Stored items
· · · · ·

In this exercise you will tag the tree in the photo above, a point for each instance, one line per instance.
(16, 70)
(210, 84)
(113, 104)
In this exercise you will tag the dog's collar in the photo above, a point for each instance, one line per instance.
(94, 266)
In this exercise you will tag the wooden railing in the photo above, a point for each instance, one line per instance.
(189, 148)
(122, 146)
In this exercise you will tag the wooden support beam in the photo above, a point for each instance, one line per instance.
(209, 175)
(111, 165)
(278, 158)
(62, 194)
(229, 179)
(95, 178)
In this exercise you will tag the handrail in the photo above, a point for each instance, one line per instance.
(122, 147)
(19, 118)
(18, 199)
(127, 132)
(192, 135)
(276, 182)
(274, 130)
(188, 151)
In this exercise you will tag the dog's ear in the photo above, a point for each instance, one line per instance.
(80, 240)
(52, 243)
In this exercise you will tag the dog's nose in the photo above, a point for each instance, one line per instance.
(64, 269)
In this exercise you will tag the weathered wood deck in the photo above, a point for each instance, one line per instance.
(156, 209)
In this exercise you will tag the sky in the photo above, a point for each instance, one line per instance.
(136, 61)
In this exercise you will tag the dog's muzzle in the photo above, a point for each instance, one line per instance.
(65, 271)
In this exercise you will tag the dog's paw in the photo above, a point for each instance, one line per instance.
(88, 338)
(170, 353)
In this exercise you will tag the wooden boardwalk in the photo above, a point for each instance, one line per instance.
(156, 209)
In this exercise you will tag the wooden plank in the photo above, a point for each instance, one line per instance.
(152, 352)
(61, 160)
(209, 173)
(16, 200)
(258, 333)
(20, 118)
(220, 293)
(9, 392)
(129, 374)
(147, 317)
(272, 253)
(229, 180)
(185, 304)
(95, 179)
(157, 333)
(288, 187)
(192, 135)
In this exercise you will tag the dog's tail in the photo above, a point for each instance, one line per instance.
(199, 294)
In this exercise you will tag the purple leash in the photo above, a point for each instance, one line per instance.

· · · · ·

Write out each record again, keeping every word as it is.

-- SOLUTION --
In this exercise you will tag the tree in the photo above, a point for each instance, one line per instance.
(16, 70)
(210, 84)
(113, 104)
In this exercise you will tag the dog's collar in the photo above, a point for each instance, one line per instance.
(94, 266)
In this exercise you will tag the wooden railing in the photo above, a point for each instance, one line per instance.
(189, 148)
(122, 146)
In this exercise you will tag the wooden support beam in the photo above, a point for each instance, one line per instance.
(209, 175)
(111, 165)
(278, 158)
(62, 194)
(229, 179)
(95, 178)
In this exercise you will tag the handrail in the photo above, a point for each instance, one line per instance.
(122, 147)
(19, 118)
(18, 199)
(127, 132)
(192, 135)
(276, 182)
(274, 130)
(188, 151)
In this exercise you will tag the dog's ear in the photo above, a point for each instance, one line per instance.
(80, 240)
(52, 243)
In this exercise you will tag the dog's nose in the photo above, a point for each instance, one line per instance.
(64, 269)
In this exercise you will tag the weathered wood deck in the photo above, a point for each instance, one line per instance.
(156, 209)
In this exercise you will tag the sky in the photo above, a point for each instance, one line per instance.
(136, 61)
In this exercise you will tag the dog's muzzle in the photo above, a point for each instance, one line per instance.
(65, 271)
In this exercise you will tag the dog's paw in the photo above, a point for each instance, one line per instance.
(88, 338)
(170, 353)
In this exercise you will tag the wooden boardwalk in the photo above, a point for each instance, one line per instance.
(156, 209)
In this exercise you will tag the wooden plank in the photo above, a point for each instance, one line per instance.
(152, 352)
(61, 160)
(209, 173)
(16, 200)
(258, 333)
(20, 118)
(220, 293)
(9, 392)
(129, 374)
(147, 317)
(272, 253)
(229, 180)
(185, 304)
(95, 179)
(157, 333)
(288, 187)
(192, 135)
In this exercise you will tag the dog's tail in the photo above, a point for each instance, one line per instance.
(199, 294)
In this exercise you will tag the purple leash in the photo above, a point for each instance, one line per instance.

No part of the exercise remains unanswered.